▶ **PROBLEM DESCRIPTION**
From the line containing "Annotate shirt cuff" to the end of the listing, write out every line exactly; leave out everything else.

Bounding-box records
---+---

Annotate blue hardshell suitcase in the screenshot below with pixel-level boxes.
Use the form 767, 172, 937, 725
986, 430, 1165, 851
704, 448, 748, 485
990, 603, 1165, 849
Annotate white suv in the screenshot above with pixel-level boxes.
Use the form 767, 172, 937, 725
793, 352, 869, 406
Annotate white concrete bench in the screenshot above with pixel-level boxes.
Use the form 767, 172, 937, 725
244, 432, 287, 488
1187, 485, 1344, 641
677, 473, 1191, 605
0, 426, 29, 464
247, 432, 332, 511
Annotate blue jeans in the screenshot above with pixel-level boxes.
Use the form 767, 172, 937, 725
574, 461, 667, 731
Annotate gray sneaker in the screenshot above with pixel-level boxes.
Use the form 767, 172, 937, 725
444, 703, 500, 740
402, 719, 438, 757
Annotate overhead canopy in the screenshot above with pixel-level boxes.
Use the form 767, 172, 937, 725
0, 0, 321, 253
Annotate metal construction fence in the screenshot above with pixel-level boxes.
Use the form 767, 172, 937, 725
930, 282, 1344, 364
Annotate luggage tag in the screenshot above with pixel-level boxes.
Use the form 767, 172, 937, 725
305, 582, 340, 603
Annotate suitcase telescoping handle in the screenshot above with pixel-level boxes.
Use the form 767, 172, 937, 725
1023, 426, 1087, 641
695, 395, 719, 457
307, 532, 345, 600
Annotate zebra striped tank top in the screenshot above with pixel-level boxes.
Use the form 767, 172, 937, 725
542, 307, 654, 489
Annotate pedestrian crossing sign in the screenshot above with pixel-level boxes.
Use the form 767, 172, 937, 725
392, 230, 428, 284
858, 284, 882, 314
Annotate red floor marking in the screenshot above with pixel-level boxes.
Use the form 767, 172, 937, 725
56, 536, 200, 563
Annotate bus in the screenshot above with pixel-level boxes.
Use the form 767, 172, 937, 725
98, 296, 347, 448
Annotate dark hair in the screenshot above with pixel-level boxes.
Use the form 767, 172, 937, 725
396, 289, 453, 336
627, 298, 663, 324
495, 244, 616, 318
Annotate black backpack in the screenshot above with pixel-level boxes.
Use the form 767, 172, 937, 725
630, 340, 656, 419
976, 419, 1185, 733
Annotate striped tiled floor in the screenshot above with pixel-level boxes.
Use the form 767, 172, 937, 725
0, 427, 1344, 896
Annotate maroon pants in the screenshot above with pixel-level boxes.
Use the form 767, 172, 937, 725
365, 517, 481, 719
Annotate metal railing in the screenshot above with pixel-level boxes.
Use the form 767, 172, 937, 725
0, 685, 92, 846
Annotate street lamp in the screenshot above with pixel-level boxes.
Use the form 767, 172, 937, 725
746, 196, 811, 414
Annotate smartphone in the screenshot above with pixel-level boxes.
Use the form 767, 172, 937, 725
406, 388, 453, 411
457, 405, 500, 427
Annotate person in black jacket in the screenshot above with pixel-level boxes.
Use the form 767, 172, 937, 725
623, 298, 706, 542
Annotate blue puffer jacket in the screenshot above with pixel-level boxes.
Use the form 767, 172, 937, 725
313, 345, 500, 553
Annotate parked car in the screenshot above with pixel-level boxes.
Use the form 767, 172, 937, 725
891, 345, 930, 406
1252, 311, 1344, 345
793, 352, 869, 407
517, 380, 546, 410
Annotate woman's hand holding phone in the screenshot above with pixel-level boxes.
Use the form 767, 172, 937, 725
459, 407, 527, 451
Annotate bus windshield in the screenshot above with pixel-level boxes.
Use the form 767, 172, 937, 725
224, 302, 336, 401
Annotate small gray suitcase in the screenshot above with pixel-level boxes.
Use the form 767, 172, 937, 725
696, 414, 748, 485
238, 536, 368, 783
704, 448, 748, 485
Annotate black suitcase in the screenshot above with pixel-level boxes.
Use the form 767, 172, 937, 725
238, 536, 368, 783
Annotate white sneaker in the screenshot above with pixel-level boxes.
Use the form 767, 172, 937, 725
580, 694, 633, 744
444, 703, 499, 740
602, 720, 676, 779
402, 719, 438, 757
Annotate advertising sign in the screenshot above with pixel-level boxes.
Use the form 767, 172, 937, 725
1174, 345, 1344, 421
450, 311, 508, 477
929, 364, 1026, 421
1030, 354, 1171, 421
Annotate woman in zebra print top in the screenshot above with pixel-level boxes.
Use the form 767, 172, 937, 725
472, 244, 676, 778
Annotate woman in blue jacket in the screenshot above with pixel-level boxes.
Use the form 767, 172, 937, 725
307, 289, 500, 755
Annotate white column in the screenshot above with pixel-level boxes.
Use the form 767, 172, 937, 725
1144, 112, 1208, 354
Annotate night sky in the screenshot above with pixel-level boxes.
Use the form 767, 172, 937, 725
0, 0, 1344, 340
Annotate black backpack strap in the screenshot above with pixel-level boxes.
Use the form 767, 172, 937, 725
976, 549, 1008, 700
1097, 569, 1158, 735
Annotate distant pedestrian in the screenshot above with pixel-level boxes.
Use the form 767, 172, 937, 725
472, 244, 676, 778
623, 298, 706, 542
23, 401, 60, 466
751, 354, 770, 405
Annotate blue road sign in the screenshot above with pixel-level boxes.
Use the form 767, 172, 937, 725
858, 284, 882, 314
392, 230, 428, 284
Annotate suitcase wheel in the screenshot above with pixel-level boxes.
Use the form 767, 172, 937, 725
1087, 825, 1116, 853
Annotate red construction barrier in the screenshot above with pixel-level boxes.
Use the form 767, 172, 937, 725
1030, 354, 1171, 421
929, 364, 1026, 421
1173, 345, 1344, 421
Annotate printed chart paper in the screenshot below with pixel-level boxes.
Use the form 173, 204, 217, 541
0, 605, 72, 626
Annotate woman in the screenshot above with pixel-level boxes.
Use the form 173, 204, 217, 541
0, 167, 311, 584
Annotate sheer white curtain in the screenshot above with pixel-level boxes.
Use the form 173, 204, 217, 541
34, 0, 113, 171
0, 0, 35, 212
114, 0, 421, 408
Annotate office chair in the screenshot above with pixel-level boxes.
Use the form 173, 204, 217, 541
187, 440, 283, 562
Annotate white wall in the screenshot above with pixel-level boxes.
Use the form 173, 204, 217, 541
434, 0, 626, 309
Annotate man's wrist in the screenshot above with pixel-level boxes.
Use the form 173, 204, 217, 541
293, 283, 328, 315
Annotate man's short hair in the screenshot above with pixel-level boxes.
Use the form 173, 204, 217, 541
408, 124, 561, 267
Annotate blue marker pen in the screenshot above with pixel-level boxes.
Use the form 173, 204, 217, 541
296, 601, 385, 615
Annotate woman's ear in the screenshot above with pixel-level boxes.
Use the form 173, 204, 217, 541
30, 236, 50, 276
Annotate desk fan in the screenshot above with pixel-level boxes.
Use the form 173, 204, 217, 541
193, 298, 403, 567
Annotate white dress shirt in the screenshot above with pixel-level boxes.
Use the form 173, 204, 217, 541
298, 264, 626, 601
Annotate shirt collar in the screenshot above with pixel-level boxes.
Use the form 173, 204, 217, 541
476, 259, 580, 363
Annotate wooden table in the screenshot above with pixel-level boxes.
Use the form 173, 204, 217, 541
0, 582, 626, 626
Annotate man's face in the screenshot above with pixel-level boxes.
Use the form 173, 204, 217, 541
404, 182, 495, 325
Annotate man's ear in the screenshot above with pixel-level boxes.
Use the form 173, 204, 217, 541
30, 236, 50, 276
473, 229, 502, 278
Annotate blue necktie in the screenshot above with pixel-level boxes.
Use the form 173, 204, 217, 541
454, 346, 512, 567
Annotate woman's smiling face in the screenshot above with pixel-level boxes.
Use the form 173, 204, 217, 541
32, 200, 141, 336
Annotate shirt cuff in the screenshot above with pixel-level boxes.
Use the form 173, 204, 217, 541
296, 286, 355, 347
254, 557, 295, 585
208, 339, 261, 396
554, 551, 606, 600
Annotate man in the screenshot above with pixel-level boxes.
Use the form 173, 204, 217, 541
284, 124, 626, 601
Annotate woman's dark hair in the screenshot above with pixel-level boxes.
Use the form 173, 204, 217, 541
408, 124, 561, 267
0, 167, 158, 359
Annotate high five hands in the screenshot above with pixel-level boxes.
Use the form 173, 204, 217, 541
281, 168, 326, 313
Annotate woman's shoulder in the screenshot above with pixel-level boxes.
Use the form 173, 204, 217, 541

---+---

▶ **SOLUTION**
Annotate shirt cuff in the screenshot above with pixel-level boxes.
Use the form 173, 204, 217, 541
296, 286, 355, 347
254, 557, 295, 585
208, 339, 261, 396
554, 551, 606, 600
Annotate man in the screenshot above with pixel-level boxes.
Use the form 173, 204, 217, 541
284, 124, 626, 601
Annotate woman's dark hair in the screenshot above with pixel-level boxes.
Use the form 173, 204, 217, 541
408, 124, 561, 267
0, 167, 158, 359
Annotate high five hands in the screenshot above with pixel-level boxes.
Use the form 173, 204, 217, 541
281, 168, 326, 313
Annotate woman's shoulder in the screenshot above with pixel-level boxes.
Use the form 173, 204, 217, 541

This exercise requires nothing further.